**DESCRIPTION OF THE TASK**
Arrange everything in the material below, from the line containing "Hi annotator — your job today is to find every orange" down to the last line, as a numbered list, leaving out any blank lines.

**DATASET RECORDS**
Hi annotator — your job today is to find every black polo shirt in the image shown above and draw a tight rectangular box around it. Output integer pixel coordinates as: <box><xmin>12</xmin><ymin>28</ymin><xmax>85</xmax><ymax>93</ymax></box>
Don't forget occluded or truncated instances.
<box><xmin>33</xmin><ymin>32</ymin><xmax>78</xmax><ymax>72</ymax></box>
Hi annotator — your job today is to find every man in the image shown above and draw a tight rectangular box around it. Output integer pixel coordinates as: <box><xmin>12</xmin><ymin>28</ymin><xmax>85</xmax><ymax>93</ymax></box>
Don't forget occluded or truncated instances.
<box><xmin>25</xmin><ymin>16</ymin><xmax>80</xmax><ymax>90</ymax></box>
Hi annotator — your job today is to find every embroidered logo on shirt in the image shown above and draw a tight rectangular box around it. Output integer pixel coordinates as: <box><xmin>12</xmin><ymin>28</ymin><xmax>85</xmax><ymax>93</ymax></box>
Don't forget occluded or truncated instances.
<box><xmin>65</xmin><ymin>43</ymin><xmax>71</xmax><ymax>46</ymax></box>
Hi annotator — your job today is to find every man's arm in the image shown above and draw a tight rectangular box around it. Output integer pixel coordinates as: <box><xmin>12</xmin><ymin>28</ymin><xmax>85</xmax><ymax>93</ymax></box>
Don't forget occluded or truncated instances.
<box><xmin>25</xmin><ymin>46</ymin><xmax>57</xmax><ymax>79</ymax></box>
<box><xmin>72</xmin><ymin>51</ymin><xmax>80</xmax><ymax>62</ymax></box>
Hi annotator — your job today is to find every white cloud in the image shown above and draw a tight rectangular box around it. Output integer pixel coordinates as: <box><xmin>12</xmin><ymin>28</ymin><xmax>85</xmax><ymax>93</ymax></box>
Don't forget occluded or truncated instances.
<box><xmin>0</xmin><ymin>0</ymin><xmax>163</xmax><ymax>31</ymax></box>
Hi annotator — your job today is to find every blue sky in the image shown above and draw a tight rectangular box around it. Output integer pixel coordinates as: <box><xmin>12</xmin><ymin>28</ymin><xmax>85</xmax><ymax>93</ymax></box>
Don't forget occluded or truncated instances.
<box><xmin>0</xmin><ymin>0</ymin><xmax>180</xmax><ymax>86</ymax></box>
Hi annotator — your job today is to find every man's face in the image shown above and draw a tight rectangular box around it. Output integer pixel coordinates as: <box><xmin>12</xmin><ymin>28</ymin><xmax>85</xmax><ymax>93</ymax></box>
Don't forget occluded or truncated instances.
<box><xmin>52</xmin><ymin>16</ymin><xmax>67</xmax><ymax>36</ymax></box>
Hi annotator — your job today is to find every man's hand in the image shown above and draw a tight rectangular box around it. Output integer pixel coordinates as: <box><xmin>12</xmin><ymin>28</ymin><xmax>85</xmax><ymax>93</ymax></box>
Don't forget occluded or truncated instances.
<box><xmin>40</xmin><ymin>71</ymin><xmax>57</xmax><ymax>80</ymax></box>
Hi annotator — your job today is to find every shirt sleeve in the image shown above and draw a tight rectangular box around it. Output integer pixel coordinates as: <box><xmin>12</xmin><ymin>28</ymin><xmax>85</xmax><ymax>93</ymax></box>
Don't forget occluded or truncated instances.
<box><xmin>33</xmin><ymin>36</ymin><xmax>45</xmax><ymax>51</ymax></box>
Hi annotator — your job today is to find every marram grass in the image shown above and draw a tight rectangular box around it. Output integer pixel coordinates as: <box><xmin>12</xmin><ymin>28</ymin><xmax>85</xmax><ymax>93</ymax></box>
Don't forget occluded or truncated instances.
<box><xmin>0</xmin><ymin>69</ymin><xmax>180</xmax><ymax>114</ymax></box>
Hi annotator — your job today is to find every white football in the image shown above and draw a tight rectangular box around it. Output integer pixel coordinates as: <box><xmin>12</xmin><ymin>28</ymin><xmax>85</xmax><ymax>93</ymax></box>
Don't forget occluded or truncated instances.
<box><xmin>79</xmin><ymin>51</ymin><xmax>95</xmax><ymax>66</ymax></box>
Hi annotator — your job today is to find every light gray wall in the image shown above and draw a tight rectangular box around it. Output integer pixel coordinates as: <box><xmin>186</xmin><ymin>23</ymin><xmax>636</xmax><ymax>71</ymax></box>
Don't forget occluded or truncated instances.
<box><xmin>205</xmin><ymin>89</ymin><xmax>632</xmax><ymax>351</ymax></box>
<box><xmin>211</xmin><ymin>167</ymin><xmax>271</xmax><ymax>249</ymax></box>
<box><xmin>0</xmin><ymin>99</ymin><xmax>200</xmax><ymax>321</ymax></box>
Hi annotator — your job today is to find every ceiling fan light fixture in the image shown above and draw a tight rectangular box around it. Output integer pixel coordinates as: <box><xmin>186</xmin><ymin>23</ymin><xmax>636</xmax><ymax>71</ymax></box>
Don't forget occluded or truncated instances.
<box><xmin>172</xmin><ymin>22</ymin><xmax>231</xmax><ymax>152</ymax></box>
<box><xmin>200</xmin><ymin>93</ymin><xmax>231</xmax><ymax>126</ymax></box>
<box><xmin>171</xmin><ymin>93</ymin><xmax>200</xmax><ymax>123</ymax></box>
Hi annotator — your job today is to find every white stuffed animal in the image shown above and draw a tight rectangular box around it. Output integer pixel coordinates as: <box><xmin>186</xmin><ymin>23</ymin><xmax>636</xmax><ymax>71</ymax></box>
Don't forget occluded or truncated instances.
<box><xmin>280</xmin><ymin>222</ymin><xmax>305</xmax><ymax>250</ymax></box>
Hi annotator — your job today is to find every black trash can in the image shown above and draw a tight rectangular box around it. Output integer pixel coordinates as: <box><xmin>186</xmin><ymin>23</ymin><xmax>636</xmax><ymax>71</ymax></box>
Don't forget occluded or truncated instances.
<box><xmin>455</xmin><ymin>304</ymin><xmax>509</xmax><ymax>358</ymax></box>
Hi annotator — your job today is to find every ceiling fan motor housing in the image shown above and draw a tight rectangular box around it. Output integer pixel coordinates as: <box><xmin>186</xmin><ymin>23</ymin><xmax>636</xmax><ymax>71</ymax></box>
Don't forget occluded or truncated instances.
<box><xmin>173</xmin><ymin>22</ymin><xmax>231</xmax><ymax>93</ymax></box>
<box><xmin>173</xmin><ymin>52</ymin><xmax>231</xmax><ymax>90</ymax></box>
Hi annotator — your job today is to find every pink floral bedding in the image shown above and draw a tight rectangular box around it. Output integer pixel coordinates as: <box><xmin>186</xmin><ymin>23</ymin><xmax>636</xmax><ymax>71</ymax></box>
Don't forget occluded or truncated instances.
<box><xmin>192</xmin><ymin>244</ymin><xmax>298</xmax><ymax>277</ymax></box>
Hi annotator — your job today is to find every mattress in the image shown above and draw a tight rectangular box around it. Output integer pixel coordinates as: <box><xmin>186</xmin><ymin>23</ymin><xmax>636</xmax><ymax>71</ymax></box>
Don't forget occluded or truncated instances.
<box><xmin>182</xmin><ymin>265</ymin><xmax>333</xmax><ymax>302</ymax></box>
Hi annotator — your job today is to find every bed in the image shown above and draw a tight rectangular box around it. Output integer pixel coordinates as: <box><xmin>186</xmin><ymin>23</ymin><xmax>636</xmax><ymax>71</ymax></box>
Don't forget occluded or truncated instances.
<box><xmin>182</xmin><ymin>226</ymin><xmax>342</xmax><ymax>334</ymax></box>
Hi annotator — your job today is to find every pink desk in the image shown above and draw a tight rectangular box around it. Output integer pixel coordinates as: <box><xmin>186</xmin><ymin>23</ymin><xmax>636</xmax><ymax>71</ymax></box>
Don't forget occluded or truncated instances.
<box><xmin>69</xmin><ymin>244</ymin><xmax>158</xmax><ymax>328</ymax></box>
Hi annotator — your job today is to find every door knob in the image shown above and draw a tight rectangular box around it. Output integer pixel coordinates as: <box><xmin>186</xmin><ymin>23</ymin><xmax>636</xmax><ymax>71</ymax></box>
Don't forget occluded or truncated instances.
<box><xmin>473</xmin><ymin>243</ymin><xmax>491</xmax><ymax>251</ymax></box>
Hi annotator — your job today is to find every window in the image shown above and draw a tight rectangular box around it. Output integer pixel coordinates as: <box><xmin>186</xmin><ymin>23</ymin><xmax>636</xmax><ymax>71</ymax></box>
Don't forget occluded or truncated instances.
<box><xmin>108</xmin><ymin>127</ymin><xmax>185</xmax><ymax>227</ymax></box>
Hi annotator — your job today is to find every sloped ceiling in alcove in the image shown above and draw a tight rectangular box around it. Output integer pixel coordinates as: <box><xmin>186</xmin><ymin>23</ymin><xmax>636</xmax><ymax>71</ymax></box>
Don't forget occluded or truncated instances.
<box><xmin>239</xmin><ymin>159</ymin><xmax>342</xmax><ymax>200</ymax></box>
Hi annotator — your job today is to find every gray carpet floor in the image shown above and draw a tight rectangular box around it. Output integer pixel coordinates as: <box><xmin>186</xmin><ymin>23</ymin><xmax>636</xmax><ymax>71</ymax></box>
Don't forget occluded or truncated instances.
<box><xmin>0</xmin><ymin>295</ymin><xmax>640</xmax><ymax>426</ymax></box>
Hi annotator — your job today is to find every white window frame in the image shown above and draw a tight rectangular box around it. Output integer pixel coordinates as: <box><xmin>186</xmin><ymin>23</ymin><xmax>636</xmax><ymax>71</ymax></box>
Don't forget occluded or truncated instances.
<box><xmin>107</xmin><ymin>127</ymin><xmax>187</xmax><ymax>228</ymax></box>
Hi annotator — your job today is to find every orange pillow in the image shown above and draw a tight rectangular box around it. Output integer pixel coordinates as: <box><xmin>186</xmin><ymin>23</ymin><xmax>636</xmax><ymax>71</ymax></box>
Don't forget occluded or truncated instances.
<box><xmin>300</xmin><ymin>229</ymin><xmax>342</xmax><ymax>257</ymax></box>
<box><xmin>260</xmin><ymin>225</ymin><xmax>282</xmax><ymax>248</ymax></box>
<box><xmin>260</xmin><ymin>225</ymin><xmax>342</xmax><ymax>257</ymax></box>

**COMPLETED EXERCISE**
1. Hi annotator — your job today is to find every orange pillow in the image shown above and draw a tight rectangular box around it. Output integer pixel coordinates as: <box><xmin>186</xmin><ymin>23</ymin><xmax>636</xmax><ymax>71</ymax></box>
2. Don't forget occluded or truncated instances.
3. <box><xmin>300</xmin><ymin>229</ymin><xmax>342</xmax><ymax>257</ymax></box>
4. <box><xmin>260</xmin><ymin>225</ymin><xmax>282</xmax><ymax>248</ymax></box>
5. <box><xmin>260</xmin><ymin>225</ymin><xmax>342</xmax><ymax>257</ymax></box>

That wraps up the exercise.